WHAT THE EXERCISE ASKS:
Count the lines below that contain the word "woman" and give only that number.

(Stored entries)
--------------------------------

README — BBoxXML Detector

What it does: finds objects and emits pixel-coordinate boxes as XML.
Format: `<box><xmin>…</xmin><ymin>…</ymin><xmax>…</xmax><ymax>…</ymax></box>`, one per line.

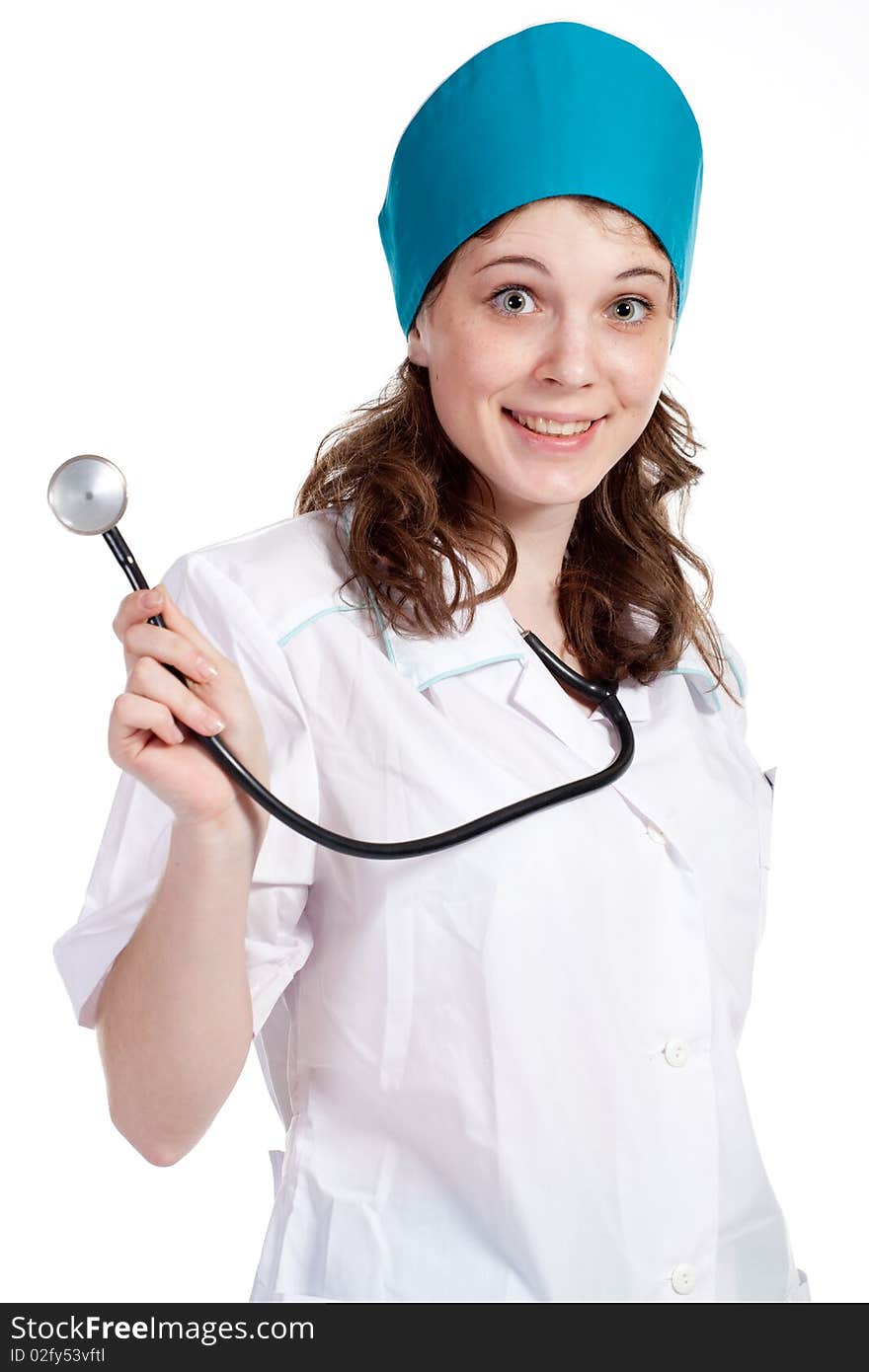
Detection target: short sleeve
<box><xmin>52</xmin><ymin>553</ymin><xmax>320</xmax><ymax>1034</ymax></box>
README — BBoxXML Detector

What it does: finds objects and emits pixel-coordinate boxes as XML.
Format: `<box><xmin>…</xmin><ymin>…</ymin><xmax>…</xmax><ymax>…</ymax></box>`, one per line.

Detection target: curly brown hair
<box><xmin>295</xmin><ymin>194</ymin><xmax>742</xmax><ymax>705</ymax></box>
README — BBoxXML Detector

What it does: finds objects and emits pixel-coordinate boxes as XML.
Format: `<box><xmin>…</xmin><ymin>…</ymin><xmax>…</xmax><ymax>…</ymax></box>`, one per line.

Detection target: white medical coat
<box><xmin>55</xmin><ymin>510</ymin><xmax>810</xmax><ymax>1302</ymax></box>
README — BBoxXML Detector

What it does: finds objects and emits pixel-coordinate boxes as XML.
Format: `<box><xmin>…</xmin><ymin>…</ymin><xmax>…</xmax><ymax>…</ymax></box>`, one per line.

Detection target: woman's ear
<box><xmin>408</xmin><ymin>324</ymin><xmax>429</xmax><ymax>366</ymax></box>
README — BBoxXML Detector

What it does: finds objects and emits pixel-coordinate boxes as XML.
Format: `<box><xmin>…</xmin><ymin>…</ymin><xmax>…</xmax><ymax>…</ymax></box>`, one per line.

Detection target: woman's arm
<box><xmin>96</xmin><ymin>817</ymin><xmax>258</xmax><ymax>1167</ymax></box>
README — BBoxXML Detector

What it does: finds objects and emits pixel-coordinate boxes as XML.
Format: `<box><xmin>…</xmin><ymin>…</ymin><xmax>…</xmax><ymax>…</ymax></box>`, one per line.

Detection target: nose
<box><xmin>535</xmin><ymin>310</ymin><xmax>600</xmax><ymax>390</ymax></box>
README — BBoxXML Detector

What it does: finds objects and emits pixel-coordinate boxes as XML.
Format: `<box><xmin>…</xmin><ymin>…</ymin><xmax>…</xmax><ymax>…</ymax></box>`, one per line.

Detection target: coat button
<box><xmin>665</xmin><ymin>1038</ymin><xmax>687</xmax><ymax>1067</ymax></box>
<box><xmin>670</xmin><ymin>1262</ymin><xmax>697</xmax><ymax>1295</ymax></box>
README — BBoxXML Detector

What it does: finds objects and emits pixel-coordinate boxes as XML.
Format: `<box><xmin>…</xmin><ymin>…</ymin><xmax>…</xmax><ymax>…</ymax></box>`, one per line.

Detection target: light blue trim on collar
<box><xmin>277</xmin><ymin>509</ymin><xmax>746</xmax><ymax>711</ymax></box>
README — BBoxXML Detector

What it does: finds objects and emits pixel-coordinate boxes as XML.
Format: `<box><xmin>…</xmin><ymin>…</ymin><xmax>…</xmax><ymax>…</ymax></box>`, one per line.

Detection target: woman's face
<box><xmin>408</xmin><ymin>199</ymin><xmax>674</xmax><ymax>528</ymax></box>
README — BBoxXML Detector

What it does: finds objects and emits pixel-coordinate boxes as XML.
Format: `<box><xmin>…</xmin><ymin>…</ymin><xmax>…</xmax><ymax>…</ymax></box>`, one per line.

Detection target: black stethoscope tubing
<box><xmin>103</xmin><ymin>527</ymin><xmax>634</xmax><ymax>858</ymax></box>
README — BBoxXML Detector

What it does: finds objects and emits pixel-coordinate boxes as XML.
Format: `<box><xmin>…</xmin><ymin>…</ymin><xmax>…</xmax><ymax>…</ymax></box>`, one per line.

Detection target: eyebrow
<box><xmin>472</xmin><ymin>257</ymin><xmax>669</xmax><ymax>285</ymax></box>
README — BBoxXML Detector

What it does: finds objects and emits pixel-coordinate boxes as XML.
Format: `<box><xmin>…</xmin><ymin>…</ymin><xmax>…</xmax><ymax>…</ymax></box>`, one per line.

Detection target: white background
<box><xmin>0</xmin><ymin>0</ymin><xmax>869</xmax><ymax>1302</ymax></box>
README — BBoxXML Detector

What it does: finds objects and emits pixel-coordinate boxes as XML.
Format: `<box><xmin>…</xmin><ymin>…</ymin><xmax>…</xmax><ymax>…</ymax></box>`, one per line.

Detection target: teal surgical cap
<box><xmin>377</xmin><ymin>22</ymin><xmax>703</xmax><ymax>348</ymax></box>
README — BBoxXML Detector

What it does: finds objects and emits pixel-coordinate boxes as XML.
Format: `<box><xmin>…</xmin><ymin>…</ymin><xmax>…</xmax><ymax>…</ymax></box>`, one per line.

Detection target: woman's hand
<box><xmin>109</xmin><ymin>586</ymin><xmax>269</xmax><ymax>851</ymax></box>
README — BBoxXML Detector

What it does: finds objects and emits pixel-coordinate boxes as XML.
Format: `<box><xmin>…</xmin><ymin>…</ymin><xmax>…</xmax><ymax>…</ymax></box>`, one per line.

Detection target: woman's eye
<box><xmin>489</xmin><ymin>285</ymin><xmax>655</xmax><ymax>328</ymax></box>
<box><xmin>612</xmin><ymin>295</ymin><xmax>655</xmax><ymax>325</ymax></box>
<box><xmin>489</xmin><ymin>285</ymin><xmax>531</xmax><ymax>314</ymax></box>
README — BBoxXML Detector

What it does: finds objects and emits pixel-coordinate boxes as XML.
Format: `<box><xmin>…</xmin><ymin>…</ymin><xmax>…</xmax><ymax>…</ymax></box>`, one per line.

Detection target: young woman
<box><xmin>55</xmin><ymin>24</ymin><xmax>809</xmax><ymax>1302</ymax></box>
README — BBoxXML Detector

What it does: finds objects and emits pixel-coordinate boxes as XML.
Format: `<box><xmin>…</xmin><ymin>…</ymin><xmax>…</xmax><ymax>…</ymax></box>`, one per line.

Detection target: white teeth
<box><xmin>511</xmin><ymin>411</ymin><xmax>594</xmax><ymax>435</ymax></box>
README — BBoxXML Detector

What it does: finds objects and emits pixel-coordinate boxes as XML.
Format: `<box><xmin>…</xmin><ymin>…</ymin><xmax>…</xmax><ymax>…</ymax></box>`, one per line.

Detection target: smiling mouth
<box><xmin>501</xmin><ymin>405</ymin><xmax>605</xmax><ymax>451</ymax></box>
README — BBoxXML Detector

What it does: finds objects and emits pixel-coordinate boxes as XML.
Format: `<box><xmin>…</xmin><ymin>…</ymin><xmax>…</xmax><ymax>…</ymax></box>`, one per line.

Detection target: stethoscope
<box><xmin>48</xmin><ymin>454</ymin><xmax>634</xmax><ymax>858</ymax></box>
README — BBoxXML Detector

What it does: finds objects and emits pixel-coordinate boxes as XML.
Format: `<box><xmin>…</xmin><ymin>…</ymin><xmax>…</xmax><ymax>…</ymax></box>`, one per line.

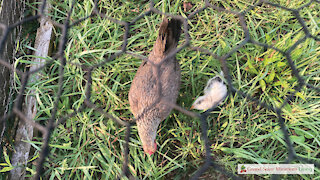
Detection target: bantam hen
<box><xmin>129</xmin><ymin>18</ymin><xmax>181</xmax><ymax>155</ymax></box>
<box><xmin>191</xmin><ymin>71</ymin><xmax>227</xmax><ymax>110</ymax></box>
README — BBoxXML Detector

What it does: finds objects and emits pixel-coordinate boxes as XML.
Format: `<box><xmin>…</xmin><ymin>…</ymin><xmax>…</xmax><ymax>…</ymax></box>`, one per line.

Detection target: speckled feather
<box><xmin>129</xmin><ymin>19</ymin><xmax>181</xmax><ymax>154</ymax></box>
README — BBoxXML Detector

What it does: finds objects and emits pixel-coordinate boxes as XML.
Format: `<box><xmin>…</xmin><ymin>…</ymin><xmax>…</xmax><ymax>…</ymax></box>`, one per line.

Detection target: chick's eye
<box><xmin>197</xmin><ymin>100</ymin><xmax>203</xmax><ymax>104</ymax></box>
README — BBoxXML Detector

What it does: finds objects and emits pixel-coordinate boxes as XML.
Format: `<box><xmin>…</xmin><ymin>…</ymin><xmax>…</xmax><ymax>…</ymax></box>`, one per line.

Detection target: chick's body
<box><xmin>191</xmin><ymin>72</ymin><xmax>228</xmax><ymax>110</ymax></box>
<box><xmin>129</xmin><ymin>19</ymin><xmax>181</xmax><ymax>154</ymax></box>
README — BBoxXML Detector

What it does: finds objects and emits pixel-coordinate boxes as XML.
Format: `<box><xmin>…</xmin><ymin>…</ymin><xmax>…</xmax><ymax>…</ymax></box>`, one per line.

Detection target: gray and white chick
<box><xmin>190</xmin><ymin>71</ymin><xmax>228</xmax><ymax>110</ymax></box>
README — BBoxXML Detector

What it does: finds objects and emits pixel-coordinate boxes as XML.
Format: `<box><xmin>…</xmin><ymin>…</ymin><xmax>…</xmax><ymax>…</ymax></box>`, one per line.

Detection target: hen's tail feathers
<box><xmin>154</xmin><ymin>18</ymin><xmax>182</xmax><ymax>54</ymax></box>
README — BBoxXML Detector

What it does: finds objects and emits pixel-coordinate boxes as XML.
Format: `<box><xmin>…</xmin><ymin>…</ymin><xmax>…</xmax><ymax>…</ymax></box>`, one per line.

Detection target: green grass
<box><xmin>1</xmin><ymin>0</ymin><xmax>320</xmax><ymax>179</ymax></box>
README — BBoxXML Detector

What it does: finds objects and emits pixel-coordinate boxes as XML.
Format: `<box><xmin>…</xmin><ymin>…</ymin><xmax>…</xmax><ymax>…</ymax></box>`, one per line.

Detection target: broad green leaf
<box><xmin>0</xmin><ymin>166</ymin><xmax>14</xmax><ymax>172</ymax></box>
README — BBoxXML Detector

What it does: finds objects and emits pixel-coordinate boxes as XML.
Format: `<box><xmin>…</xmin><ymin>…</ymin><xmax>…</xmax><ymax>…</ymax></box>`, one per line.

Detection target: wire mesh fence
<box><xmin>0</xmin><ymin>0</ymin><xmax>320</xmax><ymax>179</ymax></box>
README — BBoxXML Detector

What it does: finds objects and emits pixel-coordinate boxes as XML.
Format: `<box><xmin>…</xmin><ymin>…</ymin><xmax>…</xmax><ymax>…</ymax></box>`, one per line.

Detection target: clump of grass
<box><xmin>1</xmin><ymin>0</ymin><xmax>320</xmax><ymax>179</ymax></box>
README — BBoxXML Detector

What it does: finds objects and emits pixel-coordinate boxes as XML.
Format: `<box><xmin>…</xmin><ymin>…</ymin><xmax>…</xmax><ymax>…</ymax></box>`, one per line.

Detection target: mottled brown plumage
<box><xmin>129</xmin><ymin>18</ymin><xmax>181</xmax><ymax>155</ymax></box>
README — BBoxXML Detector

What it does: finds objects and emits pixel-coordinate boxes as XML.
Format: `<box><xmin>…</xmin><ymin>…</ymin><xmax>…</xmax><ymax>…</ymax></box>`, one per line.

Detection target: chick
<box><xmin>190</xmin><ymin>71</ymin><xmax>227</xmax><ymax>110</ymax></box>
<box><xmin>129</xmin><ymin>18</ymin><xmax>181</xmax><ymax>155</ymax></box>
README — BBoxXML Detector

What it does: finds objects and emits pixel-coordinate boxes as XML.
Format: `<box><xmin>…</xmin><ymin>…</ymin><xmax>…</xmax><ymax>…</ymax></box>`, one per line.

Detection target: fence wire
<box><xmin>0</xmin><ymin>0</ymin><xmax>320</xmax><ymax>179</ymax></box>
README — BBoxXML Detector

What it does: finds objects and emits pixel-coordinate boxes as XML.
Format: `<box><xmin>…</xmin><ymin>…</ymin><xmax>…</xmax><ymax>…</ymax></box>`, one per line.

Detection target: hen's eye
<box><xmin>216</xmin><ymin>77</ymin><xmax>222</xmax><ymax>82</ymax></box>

--------------------------------

RESPONSE TO THIS TASK:
6